• **WHAT IS ASKED**:
Copy each line of the items below word for word, keeping every number, tab, and line break unchanged.

• **DATA**:
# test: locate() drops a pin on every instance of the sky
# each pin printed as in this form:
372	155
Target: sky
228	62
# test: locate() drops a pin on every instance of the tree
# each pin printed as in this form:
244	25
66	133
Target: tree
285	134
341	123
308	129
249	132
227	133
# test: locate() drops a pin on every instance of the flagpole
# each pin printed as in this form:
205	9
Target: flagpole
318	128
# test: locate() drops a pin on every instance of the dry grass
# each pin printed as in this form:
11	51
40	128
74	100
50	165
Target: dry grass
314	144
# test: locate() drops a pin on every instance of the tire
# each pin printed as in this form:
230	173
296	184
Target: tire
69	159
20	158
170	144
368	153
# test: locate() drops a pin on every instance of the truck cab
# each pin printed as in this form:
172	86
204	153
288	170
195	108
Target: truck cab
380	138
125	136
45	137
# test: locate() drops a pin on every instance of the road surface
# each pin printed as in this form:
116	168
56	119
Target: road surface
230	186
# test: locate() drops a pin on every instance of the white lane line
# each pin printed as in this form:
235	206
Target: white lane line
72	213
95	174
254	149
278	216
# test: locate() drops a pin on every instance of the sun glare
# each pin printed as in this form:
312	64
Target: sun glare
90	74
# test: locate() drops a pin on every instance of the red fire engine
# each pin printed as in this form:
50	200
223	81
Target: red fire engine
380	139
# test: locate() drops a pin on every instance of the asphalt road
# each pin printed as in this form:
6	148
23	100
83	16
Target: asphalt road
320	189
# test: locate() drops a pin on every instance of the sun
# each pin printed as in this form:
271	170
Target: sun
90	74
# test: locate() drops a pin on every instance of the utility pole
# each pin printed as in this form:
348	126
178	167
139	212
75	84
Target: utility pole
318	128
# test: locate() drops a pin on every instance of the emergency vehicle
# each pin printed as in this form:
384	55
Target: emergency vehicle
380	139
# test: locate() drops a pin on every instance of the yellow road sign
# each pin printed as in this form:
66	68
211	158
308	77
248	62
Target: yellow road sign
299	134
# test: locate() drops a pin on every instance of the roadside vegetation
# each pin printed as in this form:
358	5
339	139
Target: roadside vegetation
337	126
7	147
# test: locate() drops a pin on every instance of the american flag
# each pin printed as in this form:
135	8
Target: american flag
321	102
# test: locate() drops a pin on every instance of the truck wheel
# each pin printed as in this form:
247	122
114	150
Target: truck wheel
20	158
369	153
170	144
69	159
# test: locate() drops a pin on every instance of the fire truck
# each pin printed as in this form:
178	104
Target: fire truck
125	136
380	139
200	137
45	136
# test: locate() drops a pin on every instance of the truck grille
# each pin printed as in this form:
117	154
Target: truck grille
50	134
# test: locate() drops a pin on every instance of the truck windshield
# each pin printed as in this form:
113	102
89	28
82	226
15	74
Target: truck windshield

• **TASK RESULT**:
# test: locate() drops a pin on every instance of the sky
# each pin printed as in this form:
372	155
Target: sky
228	62
# test: locate() drops a pin on every instance of the tree
# each pin printed as in this form:
244	25
66	133
Target: tree
285	134
341	123
308	129
249	132
227	133
# test: locate() drops a pin on every instance of the flagpole
# each pin printed as in this form:
205	9
Target: flagpole
318	128
# test: locate() drops a pin on every instance of the dry grass
# each pin printed as in this form:
11	51
40	128
74	100
50	165
Target: dry grass
314	144
# test: locate() drops a pin on every instance of the tire
# each pin printed as in this form:
230	173
296	184
Target: tire
69	159
20	158
170	144
368	153
# test: locate() drops a pin on every instance of the truck cab
# each pin printed as in this form:
172	86
204	153
288	170
195	108
Target: truck cab
380	138
125	136
45	137
# test: locate() drops a pin on every instance of the road surface
# each pin printed as in this form:
116	168
56	119
Target: road surface
230	186
# test: locate() drops a pin on every instance of the white lane line
# each pin printed as in this form:
235	206
Target: white lane line
72	213
95	174
254	149
278	216
# test: locate() drops a pin on every instance of the sun glare
# each pin printed as in this form:
312	64
Target: sun glare
90	74
# test: locate() drops a pin on every instance of the red fire engine
# each pin printed as in this form:
50	200
223	81
Target: red fire engine
380	139
# test: locate() drops a pin on every instance of the asphalt road
# each pin printed as in this form:
6	148
23	100
83	16
Target: asphalt road
320	189
# test: locate() drops a pin on every instance of the sun
# each pin printed as in this form:
271	170
Target: sun
90	74
# test: locate() drops a pin on every instance of the utility pole
# each pin printed as in this form:
348	126
178	167
139	212
75	84
Target: utility pole
318	128
# test: locate() drops a pin on every instance of the emergency vehicle
# each pin printed as in this form:
384	55
Target: emergency vehicle
380	139
# test: locate() drops a pin on every instance of the yellow road sign
# each pin printed as in this form:
66	68
211	158
308	77
248	62
Target: yellow road sign
299	134
# test: locate() drops a pin on every instance of the roadside vegetation
# each pin printed as in this form:
358	5
339	139
Target: roadside vegetation
337	126
7	147
# test: locate() drops a pin on every instance of the american flag
# each pin printed as in this form:
135	8
Target: american flag
321	102
# test: locate() drops a pin on every instance of the truck wheel
# each pin printed as in this form:
247	122
114	150
Target: truck wheel
20	158
369	153
170	144
69	159
# test: locate() drops a pin on every instance of the fire truck
# each pin printed as in this form:
178	104
Target: fire truck
125	136
380	139
200	137
45	136
# test: locate() drops a pin on every instance of the truck grille
# each pin printed as in this form:
117	154
Target: truck grille
50	134
# test: locate() drops a pin on every instance of the truck windshield
# each pin printed as in this form:
113	102
89	28
82	226
15	74
Target: truck windshield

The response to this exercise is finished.